### DOCUMENT
ESTACADA NEWS PHOTO: EMILY LINDSTRAND - A group of runners near the finish line.

On the morning of Saturday, Sept. 25, a group of athletes gathered at Estacada City Hall, waiting to be bused to the starting location of the 32nd annual Best Dam Run.

The event — a fundraiser for local youth activities — is a 10K run between the North Fork Dam on the Clackamas River and downtown Estacada.

With its forested roads overlooking the Clackamas River, the run is popular among participants because of its scenery.

“It’s a beautiful course,” said runner Jesse Mcchesney. “The scenery is nice when you’re tired.”

Event co-director Pattric Langley said the surroundings are the best part of the run for participants.

“Taking in the beauty of the event is so rewarding,” Langley said. “It’s an amazing location.”

Peggy Ayles-Hartwig, who also co-directs the run, agreed.

“Every year people comment on how beautiful it is,” she said. “It’s so peaceful, running along the river.”

Ayles-Hartwig believes that the course’s tranquil nature is beneficial to athletes.

“Participants can often do their personal best since the race is paved, mainly downhill, and they don’t have to worry about traffic since the road is closed off,” she said.

In addition to beautiful scenery, the run also has a longstanding place in Estacada’s history.

Originally created by the Estacada Optimist Club in 1983, the event helped support local youth sports. Eventually, the Estacada Chamber of Commerce partnered with Oregon Road Runners Club to take over management and execution.

In 2003, after a seven year hiatus, the run was reborn under the leadership of the Estacada Development Association and the ORRC.

Phil Lingelbach, chair of the Estacada Development Association, estimates the run has become the largest 10K event in East Clackamas County.

There were approximately 170 participants in 2003, while this year, the event was capped at 750.

ESTACADA NEWS PHOTO: EMILY LINDSTRAND - Participants George Opsah, Dean Orrcinet and Michael Allen  are triumphant after completing the run.

### PROVIDED DATA
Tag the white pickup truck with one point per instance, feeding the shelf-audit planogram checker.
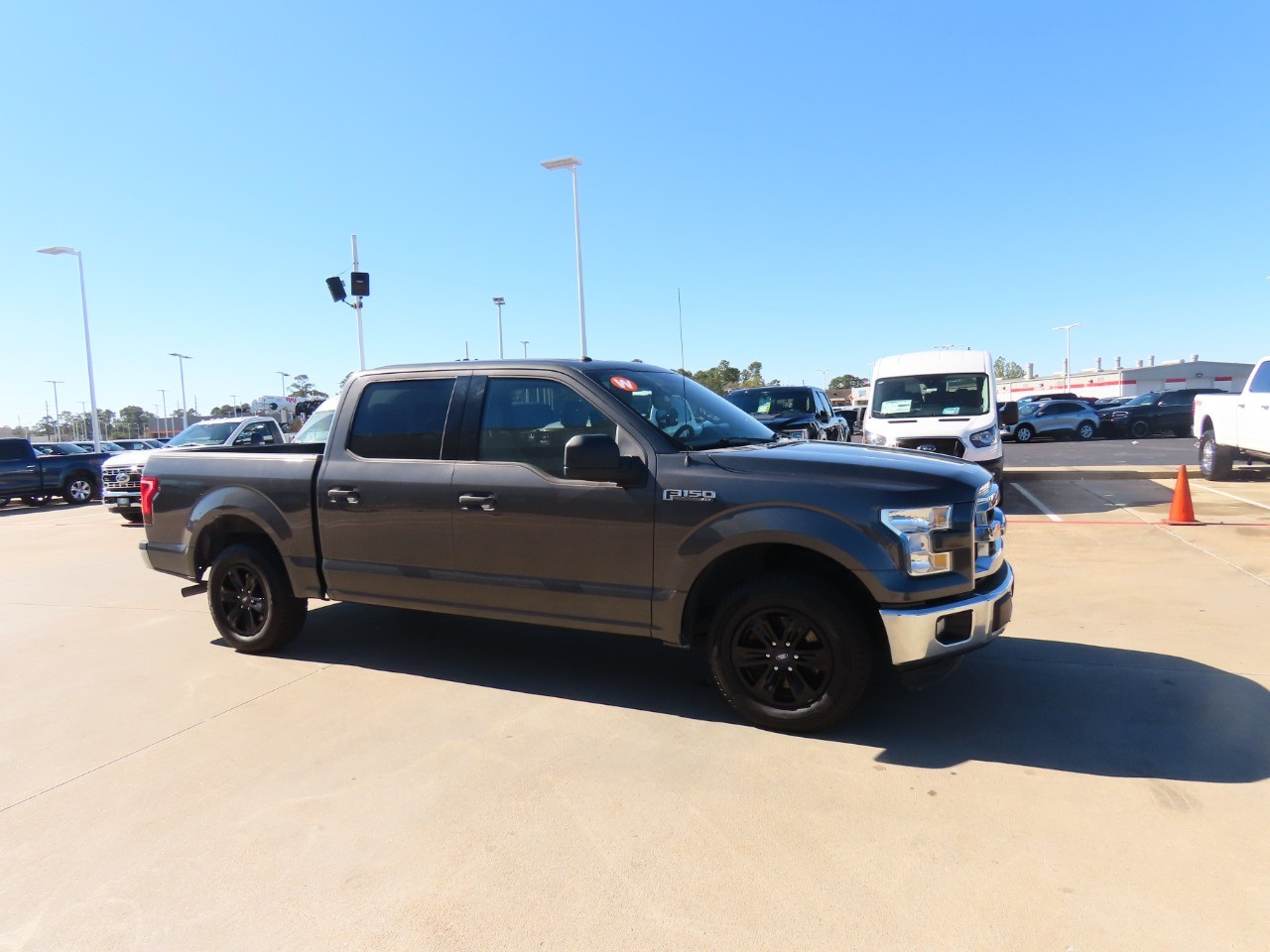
(1233, 425)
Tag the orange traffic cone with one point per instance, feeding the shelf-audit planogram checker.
(1182, 512)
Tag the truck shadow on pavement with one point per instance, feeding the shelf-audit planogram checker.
(1046, 705)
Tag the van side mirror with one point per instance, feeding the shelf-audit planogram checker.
(594, 457)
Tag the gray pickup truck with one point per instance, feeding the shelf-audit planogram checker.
(607, 497)
(24, 474)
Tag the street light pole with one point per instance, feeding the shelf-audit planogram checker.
(58, 411)
(1067, 361)
(87, 340)
(185, 411)
(572, 166)
(499, 302)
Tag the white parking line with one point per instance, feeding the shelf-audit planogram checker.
(1037, 503)
(1230, 495)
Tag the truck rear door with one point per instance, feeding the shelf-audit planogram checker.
(1252, 412)
(384, 492)
(530, 543)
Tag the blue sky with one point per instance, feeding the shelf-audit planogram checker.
(826, 181)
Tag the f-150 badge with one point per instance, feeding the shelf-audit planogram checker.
(690, 495)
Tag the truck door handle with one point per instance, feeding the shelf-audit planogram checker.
(485, 502)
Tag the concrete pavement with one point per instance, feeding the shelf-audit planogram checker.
(1097, 779)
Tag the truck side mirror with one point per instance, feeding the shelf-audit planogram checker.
(595, 457)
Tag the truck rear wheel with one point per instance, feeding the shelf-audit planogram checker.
(1214, 460)
(789, 654)
(252, 602)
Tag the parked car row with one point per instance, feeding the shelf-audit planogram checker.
(1139, 416)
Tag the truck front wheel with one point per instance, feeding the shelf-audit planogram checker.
(789, 654)
(252, 601)
(79, 490)
(1214, 460)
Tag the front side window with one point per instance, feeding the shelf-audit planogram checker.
(531, 420)
(402, 419)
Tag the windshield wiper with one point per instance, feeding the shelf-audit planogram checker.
(735, 442)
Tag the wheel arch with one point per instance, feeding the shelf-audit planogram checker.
(756, 560)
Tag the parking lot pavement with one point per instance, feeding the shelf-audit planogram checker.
(1096, 779)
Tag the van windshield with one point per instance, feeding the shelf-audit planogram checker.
(933, 395)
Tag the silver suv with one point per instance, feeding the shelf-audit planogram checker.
(1053, 417)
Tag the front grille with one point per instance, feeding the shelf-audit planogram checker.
(111, 480)
(989, 532)
(947, 445)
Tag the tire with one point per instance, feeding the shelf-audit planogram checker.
(79, 490)
(1214, 460)
(793, 619)
(250, 599)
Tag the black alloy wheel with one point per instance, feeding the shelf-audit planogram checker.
(252, 602)
(789, 654)
(79, 490)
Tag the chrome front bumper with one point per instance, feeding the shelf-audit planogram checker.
(951, 629)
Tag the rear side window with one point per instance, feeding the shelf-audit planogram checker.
(402, 419)
(1261, 380)
(13, 451)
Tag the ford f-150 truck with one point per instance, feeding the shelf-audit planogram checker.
(1233, 425)
(545, 492)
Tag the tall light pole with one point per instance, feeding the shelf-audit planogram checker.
(87, 341)
(499, 302)
(1067, 361)
(58, 411)
(185, 411)
(572, 166)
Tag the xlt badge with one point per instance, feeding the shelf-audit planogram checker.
(693, 495)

### TO DO
(A) Check the Best Dam Run article for each statement below, answering yes or no and quoting the words of the article that decide it. (i) The run is a 10K between the North Fork Dam and downtown Estacada. (ii) The Estacada Chamber of Commerce first created the event. (iii) This year the event was capped at 1,000 participants.
(B) In the Best Dam Run article, how long was the break before the run came back in 2003?
(C) Repeat the part of the Best Dam Run article that begins at the words "ESTACADA NEWS PHOTO: EMILY LINDSTRAND - A" and stops after "Best Dam Run.".

### RESPONSES TO THE TASKS
(A)
(i) Yes: "is a 10K run between the North Fork Dam on the Clackamas River and downtown Estacada"
(ii) No: "Originally created by the Estacada Optimist Club in 1983"
(iii) No: "this year, the event was capped at 750"

(B) Seven years.

(C)
ESTACADA NEWS PHOTO: EMILY LINDSTRAND - A group of runners near the finish line.

On the morning of Saturday, Sept. 25, a group of athletes gathered at Estacada City Hall, waiting to be bused to the starting location of the 32nd annual Best Dam Run.